What you will do: What is needed here is an exact copy of all the records below.

Records from a data source:
● ● ● ● ●

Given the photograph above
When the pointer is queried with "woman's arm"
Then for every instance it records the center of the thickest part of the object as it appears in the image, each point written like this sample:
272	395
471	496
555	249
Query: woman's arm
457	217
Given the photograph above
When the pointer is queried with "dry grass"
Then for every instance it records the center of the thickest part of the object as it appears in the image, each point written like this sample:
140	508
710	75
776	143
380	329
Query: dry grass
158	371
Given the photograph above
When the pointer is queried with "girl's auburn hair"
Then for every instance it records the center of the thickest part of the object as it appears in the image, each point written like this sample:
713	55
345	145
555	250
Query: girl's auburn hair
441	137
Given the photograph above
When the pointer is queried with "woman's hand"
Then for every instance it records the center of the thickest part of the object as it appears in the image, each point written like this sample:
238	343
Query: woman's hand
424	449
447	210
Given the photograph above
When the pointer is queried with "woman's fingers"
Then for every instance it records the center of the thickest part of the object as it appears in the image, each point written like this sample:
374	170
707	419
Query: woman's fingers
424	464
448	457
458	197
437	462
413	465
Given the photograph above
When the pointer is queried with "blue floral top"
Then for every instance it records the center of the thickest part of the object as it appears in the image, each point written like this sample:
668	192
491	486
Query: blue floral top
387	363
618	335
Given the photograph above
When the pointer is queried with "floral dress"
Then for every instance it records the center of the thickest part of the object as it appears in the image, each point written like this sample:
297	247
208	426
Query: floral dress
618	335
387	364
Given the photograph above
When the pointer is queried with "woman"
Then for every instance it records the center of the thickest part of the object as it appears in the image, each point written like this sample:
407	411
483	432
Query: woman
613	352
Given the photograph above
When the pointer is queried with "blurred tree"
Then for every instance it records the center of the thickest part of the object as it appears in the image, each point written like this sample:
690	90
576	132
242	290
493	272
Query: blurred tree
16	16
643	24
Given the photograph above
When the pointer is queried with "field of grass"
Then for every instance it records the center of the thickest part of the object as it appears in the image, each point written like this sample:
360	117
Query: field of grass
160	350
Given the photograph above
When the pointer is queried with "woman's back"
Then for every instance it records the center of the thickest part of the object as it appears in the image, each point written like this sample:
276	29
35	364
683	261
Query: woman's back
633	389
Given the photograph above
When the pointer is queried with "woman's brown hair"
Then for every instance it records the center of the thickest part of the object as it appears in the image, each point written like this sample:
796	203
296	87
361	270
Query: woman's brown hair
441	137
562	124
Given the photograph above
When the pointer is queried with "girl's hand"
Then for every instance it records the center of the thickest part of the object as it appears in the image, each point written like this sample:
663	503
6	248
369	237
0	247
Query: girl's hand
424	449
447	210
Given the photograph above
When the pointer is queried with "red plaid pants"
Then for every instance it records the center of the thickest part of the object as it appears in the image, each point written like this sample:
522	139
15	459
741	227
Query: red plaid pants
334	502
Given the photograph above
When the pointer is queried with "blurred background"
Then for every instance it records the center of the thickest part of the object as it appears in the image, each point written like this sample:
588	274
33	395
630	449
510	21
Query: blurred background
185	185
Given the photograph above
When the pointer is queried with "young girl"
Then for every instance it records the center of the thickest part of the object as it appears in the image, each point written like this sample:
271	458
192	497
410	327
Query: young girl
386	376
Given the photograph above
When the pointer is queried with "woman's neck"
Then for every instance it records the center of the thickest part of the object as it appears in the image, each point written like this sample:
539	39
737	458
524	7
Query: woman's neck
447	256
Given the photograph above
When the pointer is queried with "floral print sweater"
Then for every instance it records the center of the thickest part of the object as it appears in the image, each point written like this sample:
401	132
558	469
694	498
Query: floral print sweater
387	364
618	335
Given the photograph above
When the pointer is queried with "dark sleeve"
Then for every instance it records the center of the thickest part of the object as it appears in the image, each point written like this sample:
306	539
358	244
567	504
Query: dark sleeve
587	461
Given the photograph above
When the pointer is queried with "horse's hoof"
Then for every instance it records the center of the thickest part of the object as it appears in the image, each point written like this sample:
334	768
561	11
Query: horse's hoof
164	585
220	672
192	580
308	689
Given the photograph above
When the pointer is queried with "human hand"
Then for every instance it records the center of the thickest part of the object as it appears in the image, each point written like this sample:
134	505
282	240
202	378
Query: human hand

● ● ● ● ●

Written response:
Given the photograph above
When the pointer is queried with "woman's arm"
Then for every instance it records the center of the thickest part of the object as it appears in the image, each point written like this sample:
272	395
471	496
555	249
Query: woman's arm
457	217
Given the photograph above
When the pointer is queried with "dry grass"
Then for every instance it records the center of the thickest part of the object as it appears in the image, each point written like this sample:
140	508
710	75
776	143
380	329
Query: dry grass
158	371
Given the photograph above
When the pointer is queried with "girl's auburn hair"
Then for every instance it records the center of the thickest part of the object as it appears in the image, each point written like this sample:
713	55
345	145
555	250
Query: girl's auburn hair
441	137
Given the photograph above
When the pointer is queried with "woman's hand"
Then for every instance it records the center of the thickest part of the object as it appears in the image, each point written like this sample:
238	343
Query: woman's hand
424	449
447	210
Given the photograph above
When the pointer is queried with "woman's fingers"
Then for every instance it records the center of the thickest part of the object as it appears in the image, each point written like this sample:
374	170
707	419
Query: woman's fingers
424	464
448	457
458	197
437	462
413	465
Given the photograph above
When the pointer is queried with "blue floral top"
Then for every instance it records the center of the thickest part of the object as it appears in the image, each point written like this sample:
668	192
491	486
Query: blue floral top
387	363
618	335
Given the photograph above
When the pointer is queried with "floral dress"
Then for every instance it records the center of the thickest part of the object as it appears in the image, each point written like this sample:
297	247
208	426
Query: floral dress
618	335
387	364
Given the photograph above
When the pointer is queried with "woman"
Then for every instance it records the center of the thickest part of the object as it appears in the image, each point written like this sample:
407	411
483	432
Query: woman
613	352
Given the photograph above
When the pointer is queried with "blurred tree"
Then for every instance it records the center of the thickest part of the object as it appears in the image, each point written like this sample:
690	90
576	132
242	290
493	272
Query: blurred tree
16	16
643	24
Given the photograph above
When the pointer is queried with "field of grass"
Then for every instance it records the center of the thickest part of the object as it appears in the image, each point written like this sample:
360	117
Query: field of grass
160	350
Given the photograph above
When the pointer is queried with "woman's back"
Then for every instance it records the center of the thickest part of the object as it appears in the image, each point written like this sample:
276	29
35	364
683	261
Query: woman's back
633	389
Given the photograph above
When the pointer is queried with "woman's brown hair"
Then for every instance it records the center of the thickest part of the object as it appears in the image, each point written like this sample:
796	203
296	87
361	270
Query: woman's brown hair
441	137
562	124
Given the photograph above
When the pointer is queried with "girl's hand"
Then for every instance it records the center of the thickest part of the object as it appears in the image, each point written like this sample:
663	503
6	248
369	237
0	247
Query: girl's hand
424	449
447	210
Given the photograph above
When the pointer is queried with "red plaid pants"
Then for every instance it records the center of the thickest part of the object as it appears in the image, each point written like this sample:
522	139
15	459
741	227
Query: red plaid pants
334	502
Given the photograph above
When the pointer is queried with "blurred background"
Then for every instance it records the center of the thickest part of the object as it appears in the image, each point written like this sample:
588	274
33	395
630	449
510	21
Query: blurred background
185	185
Given the photograph above
When the pointer is queried with "young girl"
Then for every instance it records the center of the thickest part of the object as it appears in the image, each point written like this sample:
271	458
192	497
410	327
Query: young girl
386	376
Given the photograph above
When the pointer is queried with "woman's neck"
Then for every instance it records the center of the thickest part of the object as it appears in the image, each point written like this sample:
539	39
737	458
524	7
Query: woman's neck
447	256
Given the photograph above
When the pointer is queried with "floral print sweater"
Then for every instance it records the center of the thickest part of the object as it appears in the image, each point written like this sample:
401	132
558	469
694	498
Query: floral print sweater
387	364
618	335
Given the photograph above
When the pointer is queried with "dark sleeve"
Then for every instance it records the center of the thickest part of the object as it appears in the image, each point written like this sample:
306	539
358	244
567	504
Query: dark sleeve
587	461
Given the photograph above
When the pointer is queried with "horse's hoof"
Then for every instance it records the center of the thickest part of the object as it appears in the image, each point written like this sample:
334	768
561	11
Query: horse's hoof
164	585
220	672
192	580
308	689
Given the photograph above
When the pointer is queried with "human hand"
Then for every instance it records the center of the thickest part of the object as it appears in the image, each point written like this sample:
134	505
282	240
202	378
Query: human hand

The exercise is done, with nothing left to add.